PAGE EXTRACT

◇ ◇ ◇ ◇ ◇ ◇ ◇

Like the recent article on deleting histograms this is another draft that I rediscovered while searching for some notes I had written on a different topic – so I’ve finally finished it off and published it.
Here’s a quirky little detail of extended stats that came up in an OTN thread earlier on this week [ed: actually 8th Jan 2014]. When you create column group stats, Oracle uses an undocumented function sys_op_combined_hash() to create a hash value, and if you gather simple stats on the column (i.e. no histogram) you can get some idea of the range of values that Oracle generates through the hash function. For example:
create table t1 as select 1 n1, 2 n2 from dual connect by level <= 5000 -- > comment to avoid wordpress format issue union all select 2, 1 from dual connect by level <= 5000 -- > comment to avoid wordpress format issue ; select dbms_stats.create_extended_stats(user,'t1','(n1, n2)') name from dual; begin dbms_stats.gather_table_stats( ownname => user, tabname =>'T1', method_opt => 'for all columns size 1' ); end; / break on column_name skip 1 column column_name format a32 column endpoint_number heading "EP No." column endpoint_value heading "Value" format 999,999,999,999,999,999,999 select column_name, endpoint_number, endpoint_value from user_tab_histograms where table_name = 'T1' order by column_name, endpoint_value ; COLUMN_NAME EP No. Value -------------------------------- ---------- ---------------------------- N1 0 1 1 2 N2 0 1 1 2 SYS_STUBZH0IHA7K$KEBJVXO5LOHAS 0 298,332,787,864,733,000 1 8,095,781,421,167,520,000
I could have selected low_value and high_value from user_tab_cols, using utl_raw.cast_to_number() to display them in numeric format, but the view user_tab_histograms display the low and high as a two-bucket histogram if there is no actual histogram data for the column in the histogram (histgrm$) table.
We probably don’t need to worry about what the low and high values might be because taking hash values destroys any meaning that a range might have (the optimizer can’t use column group stats in range-based predicates, only in equality predicates). However, we might collect a frequency histogram (or Top-N histogram in 12c) on the column group because there might be some data skew in the sets of values that we need to tell the optimizer about – so let’s gather a histogram with 2 buckets on our sample data set and see what we get:
begin dbms_stats.gather_table_stats( ownname => user, tabname =>'T1', method_opt => 'for all columns size 2' ); end; / select column_name, endpoint_number, endpoint_value from user_tab_histograms where table_name = 'T1' order by column_name, endpoint_value ; COLUMN_NAME EP No. Value -------------------------------- ---------- ---------------------------- N1 5000 1 10000 2 N2 5000 1 10000 2 SYS_STUBZH0IHA7K$KEBJVXO5LOHAS 5000 1,977,102,303 10000 7,894,566,276
The histogram values have changed! As one of the posters on the OTN thread points out, what Oracle has actually stored in this case is mod(sys_op_combined_hash() ,9999999999).

◇ ◇ ◇ ◇ ◇ ◇ ◇

Dataset rows:

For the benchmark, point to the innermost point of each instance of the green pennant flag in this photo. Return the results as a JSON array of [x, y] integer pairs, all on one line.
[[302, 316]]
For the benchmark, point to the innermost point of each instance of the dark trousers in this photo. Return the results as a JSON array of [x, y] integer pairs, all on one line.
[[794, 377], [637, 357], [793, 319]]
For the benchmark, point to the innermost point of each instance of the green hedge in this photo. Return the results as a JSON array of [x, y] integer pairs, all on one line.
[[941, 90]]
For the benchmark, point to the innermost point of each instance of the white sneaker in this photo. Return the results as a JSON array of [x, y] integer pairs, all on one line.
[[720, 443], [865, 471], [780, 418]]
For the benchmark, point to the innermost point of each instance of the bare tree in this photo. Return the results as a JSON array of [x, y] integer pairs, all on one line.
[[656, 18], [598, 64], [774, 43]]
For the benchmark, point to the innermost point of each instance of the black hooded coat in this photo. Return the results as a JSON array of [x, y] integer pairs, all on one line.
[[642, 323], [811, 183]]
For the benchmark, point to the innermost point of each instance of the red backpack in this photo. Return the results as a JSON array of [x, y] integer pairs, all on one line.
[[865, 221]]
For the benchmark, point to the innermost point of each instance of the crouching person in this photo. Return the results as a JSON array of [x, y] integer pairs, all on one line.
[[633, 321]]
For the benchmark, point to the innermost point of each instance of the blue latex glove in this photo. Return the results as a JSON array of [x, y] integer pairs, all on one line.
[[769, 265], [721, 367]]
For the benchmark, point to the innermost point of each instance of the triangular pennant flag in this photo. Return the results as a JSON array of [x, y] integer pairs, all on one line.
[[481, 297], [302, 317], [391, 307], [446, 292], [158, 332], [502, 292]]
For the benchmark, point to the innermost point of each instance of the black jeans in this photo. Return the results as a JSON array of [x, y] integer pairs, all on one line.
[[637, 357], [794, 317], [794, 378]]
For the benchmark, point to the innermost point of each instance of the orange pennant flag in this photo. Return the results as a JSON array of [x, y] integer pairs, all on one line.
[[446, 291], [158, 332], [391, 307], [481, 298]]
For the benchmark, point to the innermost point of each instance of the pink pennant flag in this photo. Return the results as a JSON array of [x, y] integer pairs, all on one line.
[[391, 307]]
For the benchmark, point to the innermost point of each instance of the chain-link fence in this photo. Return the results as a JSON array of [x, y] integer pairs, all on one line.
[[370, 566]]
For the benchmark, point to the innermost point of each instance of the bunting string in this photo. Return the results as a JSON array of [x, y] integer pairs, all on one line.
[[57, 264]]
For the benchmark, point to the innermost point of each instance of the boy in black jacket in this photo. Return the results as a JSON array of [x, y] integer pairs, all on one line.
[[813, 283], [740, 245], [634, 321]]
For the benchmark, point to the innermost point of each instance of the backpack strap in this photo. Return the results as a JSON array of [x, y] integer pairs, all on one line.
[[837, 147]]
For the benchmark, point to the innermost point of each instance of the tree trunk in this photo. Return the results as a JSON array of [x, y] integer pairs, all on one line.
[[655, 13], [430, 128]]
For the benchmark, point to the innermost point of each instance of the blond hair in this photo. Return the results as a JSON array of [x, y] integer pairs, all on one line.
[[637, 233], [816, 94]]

◇ ◇ ◇ ◇ ◇ ◇ ◇

TASK REQUIREMENTS
• 1. From the extended stats write-up, reproduce the passage starting at "Like the recent" and ending at "and published it.".
• 2. Summarize the extended stats write-up in two sentences.

REPLIES
• 1.
Like the recent article on deleting histograms this is another draft that I rediscovered while searching for some notes I had written on a different topic – so I’ve finally finished it off and published it.

• 2. When Oracle creates column group stats, it uses the undocumented sys_op_combined_hash() function, and with simple stats the low and high hash values appear in user_tab_histograms as a two-bucket histogram. Gathering a 2-bucket histogram on the column group changes the stored values, which a poster on the OTN thread identifies as mod(sys_op_combined_hash(), 9999999999).